PAGE TEXT =>
==*==

Back from the Grave, Volume 9, released on LP in 2015, is the ninth installment in the Back from the Grave series of garage rock compilations.  Like all the entries in the series it was assembled by Tim Warren of Crypt Records.  As indicated in the subheading which reads "Raw Blastin' Mid 60s Punk," this collection consists of many songs which display the rawer and more aggressive side of the genre and are often characterized by the use of fuzztone-distorted  guitars and rough vocals.  In typical fashion, the set generally excludes psychedelic, folk rock, and pop-influenced material in favor of basic primitive rock and roll.

The packaging contains well-researched liner notes written by Chris Bishop of Garage Hangover.com  which convey basic information about each song and group, such as origin, recording date, and biographical sketches, as well as photographs of the bands.  The album cover artwork features a highly satirical cartoon by Olaf Jens depicting noticeably gleeful revivified zombies who, on this occasion, have returned from "rock and roll heaven" on "retro" flying saucers and are targeting their customary victims: followers of supposedly "heretical" genres of music which have come to prominence over the years, which in this case include heavy metal, hardcore punk (insinuating that it is not true punk), rap, and modern pop-country—all done with a noticeable disdain for iPhones, music downloads, and other popular specimens of current technology and fashion (i.e. "exposed undies"), but are presented as "minor figures" in Jens' Sistine Chapel-like diorama depicting a global TNT-blasted apocalypse initiated as a result of the zombies' cleansing in their quest to permanently re-establish the reign of "true" rock & roll.

==*==

RECORDS SHOWN =>
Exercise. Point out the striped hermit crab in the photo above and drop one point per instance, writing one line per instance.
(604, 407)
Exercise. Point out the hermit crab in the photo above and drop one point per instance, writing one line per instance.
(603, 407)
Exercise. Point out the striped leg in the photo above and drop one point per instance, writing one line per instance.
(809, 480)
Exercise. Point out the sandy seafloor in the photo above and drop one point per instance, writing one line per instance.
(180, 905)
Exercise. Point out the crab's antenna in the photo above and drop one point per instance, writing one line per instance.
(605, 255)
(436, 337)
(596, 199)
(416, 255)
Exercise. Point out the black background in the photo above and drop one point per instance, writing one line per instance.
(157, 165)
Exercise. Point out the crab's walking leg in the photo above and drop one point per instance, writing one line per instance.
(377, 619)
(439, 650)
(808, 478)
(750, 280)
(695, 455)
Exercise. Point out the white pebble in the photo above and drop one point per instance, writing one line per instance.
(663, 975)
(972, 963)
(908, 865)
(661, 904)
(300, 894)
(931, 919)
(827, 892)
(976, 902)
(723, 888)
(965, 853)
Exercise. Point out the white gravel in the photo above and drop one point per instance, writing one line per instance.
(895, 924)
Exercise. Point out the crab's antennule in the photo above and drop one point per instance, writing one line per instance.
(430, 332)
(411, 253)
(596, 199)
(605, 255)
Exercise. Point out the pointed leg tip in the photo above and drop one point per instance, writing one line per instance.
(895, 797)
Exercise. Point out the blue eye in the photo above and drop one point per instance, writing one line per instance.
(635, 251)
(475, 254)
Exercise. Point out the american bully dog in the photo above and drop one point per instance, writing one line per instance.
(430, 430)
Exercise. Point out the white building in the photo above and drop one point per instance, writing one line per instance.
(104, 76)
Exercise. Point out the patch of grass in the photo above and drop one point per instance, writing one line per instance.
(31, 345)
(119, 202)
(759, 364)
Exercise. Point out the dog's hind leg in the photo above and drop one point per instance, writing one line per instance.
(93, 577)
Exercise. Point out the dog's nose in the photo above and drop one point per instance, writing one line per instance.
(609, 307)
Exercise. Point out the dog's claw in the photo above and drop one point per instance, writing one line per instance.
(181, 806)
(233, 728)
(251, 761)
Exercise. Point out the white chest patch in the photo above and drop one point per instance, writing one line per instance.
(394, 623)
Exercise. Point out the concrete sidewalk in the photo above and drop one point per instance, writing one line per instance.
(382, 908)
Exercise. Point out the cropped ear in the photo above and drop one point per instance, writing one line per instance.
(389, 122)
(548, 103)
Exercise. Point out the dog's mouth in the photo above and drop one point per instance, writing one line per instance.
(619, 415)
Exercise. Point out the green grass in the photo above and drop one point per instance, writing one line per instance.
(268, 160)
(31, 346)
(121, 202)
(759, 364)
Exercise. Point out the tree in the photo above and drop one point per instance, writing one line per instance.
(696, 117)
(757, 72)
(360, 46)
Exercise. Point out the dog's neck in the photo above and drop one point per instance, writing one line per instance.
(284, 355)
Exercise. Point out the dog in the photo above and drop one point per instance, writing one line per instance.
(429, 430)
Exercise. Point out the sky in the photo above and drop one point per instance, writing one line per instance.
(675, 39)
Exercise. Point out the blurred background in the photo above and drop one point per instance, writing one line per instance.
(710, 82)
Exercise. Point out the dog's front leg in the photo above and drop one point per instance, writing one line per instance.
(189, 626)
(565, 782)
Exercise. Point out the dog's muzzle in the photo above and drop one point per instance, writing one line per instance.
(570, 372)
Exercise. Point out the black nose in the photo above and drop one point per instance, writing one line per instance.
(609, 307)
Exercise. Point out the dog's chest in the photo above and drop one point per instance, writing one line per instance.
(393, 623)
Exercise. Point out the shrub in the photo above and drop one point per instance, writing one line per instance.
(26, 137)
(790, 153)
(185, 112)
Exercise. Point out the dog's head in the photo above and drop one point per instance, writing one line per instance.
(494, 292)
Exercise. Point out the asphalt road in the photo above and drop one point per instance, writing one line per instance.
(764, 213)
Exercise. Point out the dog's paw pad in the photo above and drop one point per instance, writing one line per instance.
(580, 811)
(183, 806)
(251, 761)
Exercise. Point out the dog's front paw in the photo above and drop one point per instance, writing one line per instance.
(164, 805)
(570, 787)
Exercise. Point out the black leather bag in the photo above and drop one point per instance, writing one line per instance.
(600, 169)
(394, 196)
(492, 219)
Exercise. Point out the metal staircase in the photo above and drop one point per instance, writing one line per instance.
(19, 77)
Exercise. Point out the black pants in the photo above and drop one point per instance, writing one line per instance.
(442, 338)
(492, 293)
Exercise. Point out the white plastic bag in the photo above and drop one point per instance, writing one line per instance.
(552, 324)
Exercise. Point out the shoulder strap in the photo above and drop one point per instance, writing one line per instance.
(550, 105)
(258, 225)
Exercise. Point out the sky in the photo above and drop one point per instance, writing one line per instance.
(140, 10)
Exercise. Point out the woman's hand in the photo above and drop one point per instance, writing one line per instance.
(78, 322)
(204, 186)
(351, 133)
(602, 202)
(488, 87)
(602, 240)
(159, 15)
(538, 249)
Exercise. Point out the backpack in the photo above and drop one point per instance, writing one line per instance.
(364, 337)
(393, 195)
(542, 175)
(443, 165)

==*==

REQUEST 1 => Return the part of the compilation description starting with "Back from the Grave, Volume" and going on through "rock and roll.".
REQUEST 2 => Please rewrite the paragraph of the compilation description that begins "The packaging contains" as a shorter version that keeps its main facts.

EXERCISE ANSWER 1 =>
Back from the Grave, Volume 9, released on LP in 2015, is the ninth installment in the Back from the Grave series of garage rock compilations.  Like all the entries in the series it was assembled by Tim Warren of Crypt Records.  As indicated in the subheading which reads "Raw Blastin' Mid 60s Punk," this collection consists of many songs which display the rawer and more aggressive side of the genre and are often characterized by the use of fuzztone-distorted  guitars and rough vocals.  In typical fashion, the set generally excludes psychedelic, folk rock, and pop-influenced material in favor of basic primitive rock and roll.

EXERCISE ANSWER 2 => The packaging includes well-researched liner notes by Chris Bishop of Garage Hangover.com, with basic information about each song and group (such as origin, recording date, and biographical sketches) and photographs of the bands. Olaf Jens's satirical cover cartoon shows gleeful revived zombies who return from "rock and roll heaven" on "retro" flying saucers. They attack fans of supposedly "heretical" genres: heavy metal, hardcore punk, rap, and modern pop-country. The cartoon also mocks iPhones, music downloads, and other current technology and fashion. These targets are "minor figures" in a Sistine Chapel-like scene of a global TNT-blasted apocalypse, which the zombies set off in their quest to permanently restore "true" rock & roll.